[Exercise requirements]
1. Repeat the part of the cord connector passage from "Accordingly, a need" to "and the like." word for word.
2. According to the cord connector passage, what do firemen need electrical saws for?

[Given passage]
________
In and by itself, this two cord connection system is not a problem. However, most all lawns or work sites are often besieged by moist environments. Specifically, a work site can have standing puddles, a lawn often has just been watered by sprinkler systems, or morning dew is often laying on the grass.

One profession in particular, has a very high occurrence of standing water that is extremely dangerous for electrical cords. Fireman in their every day professional operation need many electrical tools. For example, electrical fans are needed to move air around after fires are extinguished, electrical saws are needed to cut access holes, for example, before, during and after a fire. When these electrical cords are employed, the connection points of these cords often are located near if not in standing water. As is often the case, a fireman will contact the electrified water and experience an unpleasant event at the least and a deadly one at most.

Accordingly, a need exists for a connector device that allows for the continued use of connecting two or more electrical cords in moist environments, yet prevents, eliminates or at least greatly decreases the risk of electrocution to those persons that must work in those environments.

PRIOR ART

Examples of patents related to various electrical cord connection and ground fault interrupt (GFI) devices are legion, each of the following prior art patents are incorporated by reference for its supporting teachings:

U.S. Pat. No. 6,171,132 B1 is a cover for cable connectors and the like.

U.S. Pat. No. 5,913,692 to an electrical cord locking assembly.

U.S. Pat. No. 5,755,588 to a retention enclosure for in-line electrical plugs.

U.S. Pat. No. 5,587,864 to a short circuit and ground fault protection for an electrical system.

None of the foregoing prior art references address the need for a device that allows for the continued use of electrical tools in moist environments, yet prevents, eliminates or at least greatly decreases the electrocution nemesis.

SUMMARY OF THE INVENTION

There is a device for portable ground fault interrupt (GFI) connection. More particularly, there is an electrical cord connector that has both a GFI feature and is moisture resistant.

There is additionally a device that provides for an electrical cord connector device, comprising a housing portion designed to securely hold a first and second electrical cord therein; a GFI device located inside the housing, designed to be connected to the first and second electrical cords; and a restraining portion, located withing the housing, designed to securely restrain the first and second electrical cords withing the housing and to inhibit moisture from seeping withing the housing.
________
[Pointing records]
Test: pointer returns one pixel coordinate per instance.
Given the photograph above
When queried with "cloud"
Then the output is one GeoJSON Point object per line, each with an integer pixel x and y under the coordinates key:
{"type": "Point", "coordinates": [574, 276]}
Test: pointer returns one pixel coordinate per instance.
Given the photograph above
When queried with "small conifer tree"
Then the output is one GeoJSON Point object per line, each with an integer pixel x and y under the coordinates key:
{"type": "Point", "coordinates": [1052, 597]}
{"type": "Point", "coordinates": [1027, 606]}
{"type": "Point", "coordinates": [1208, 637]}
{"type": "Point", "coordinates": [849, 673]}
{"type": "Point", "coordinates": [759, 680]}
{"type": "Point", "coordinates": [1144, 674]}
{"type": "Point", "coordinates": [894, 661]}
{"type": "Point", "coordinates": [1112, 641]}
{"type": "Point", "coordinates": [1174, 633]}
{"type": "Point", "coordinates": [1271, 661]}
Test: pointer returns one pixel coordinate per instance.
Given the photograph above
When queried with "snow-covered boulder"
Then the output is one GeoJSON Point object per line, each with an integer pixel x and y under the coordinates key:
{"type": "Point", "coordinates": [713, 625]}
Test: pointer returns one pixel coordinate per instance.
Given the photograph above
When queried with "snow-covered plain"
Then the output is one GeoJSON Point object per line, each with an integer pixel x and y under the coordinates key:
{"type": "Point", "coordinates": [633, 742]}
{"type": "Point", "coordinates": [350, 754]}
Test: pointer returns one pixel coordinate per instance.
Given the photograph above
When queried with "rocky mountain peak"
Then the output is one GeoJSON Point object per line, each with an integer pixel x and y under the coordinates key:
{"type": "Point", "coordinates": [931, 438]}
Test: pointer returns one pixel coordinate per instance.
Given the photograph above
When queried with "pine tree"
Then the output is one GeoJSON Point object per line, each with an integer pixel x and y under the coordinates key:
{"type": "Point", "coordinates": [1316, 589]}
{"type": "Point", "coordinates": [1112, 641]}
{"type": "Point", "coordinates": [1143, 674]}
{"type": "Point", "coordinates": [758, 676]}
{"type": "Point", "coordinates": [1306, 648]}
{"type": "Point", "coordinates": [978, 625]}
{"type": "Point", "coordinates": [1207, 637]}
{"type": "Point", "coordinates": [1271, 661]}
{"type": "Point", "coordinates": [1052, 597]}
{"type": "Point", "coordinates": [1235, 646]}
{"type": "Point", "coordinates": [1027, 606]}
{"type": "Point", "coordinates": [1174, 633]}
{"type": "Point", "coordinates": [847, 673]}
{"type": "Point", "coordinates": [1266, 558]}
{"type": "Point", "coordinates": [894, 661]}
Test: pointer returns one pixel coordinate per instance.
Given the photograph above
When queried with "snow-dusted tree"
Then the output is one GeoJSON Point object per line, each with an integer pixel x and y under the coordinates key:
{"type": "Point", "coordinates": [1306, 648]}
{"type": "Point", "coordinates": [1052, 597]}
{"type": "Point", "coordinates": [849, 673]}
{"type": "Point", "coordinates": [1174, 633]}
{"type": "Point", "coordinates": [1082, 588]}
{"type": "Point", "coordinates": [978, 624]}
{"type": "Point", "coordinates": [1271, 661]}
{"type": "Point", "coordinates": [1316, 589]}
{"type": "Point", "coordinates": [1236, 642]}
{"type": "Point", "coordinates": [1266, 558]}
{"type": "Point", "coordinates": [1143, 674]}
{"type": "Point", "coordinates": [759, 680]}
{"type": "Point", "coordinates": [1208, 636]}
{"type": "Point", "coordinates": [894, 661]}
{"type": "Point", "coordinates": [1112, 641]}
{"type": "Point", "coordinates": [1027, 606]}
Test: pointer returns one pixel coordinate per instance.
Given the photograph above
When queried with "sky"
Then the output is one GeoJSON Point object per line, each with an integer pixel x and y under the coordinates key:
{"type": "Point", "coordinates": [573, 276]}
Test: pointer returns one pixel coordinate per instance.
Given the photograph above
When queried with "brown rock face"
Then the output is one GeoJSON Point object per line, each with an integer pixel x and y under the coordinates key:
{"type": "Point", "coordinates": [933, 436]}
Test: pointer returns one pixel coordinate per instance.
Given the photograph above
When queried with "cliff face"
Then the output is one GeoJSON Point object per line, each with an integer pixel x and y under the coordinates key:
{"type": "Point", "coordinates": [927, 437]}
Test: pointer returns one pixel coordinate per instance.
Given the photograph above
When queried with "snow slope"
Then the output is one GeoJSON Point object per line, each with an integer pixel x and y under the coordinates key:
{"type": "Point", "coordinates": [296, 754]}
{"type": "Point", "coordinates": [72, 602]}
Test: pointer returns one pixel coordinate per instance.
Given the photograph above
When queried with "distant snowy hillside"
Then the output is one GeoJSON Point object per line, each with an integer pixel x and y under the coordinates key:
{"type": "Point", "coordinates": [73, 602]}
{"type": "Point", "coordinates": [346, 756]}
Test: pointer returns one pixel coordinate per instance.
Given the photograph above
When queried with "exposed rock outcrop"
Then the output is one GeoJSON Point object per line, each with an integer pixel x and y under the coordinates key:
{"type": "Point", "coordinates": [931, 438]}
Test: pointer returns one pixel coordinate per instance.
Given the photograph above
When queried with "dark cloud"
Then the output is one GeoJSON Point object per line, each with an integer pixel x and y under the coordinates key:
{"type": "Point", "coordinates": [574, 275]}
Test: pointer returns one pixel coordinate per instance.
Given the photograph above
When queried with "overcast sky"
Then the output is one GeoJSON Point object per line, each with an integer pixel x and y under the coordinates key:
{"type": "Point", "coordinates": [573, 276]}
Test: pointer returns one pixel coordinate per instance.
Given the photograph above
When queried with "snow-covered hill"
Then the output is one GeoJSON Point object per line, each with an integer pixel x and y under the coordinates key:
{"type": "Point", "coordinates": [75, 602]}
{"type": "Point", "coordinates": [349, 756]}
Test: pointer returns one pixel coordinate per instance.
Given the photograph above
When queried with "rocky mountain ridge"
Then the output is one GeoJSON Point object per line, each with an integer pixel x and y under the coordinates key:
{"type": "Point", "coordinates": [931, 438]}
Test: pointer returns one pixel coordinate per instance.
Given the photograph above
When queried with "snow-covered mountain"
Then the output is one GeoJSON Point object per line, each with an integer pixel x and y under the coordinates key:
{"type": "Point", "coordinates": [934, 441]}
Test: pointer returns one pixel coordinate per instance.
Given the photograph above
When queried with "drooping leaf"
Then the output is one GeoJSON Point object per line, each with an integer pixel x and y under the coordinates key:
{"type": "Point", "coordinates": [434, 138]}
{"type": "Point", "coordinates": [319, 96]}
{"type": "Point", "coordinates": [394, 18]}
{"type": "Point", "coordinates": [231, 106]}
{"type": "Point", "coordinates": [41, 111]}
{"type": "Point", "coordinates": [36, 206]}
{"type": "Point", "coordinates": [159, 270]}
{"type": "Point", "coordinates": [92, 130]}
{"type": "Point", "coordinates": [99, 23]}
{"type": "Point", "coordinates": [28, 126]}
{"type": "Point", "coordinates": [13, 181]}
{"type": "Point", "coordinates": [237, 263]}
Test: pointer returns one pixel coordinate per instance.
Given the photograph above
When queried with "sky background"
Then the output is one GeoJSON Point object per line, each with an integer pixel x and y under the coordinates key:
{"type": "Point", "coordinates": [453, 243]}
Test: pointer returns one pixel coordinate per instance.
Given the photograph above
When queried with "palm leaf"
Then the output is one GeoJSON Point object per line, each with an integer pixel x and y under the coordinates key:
________
[Solved problems]
1.
Accordingly, a need exists for a connector device that allows for the continued use of connecting two or more electrical cords in moist environments, yet prevents, eliminates or at least greatly decreases the risk of electrocution to those persons that must work in those environments.

PRIOR ART

Examples of patents related to various electrical cord connection and ground fault interrupt (GFI) devices are legion, each of the following prior art patents are incorporated by reference for its supporting teachings:

U.S. Pat. No. 6,171,132 B1 is a cover for cable connectors and the like.

2. To cut access holes before, during and after a fire.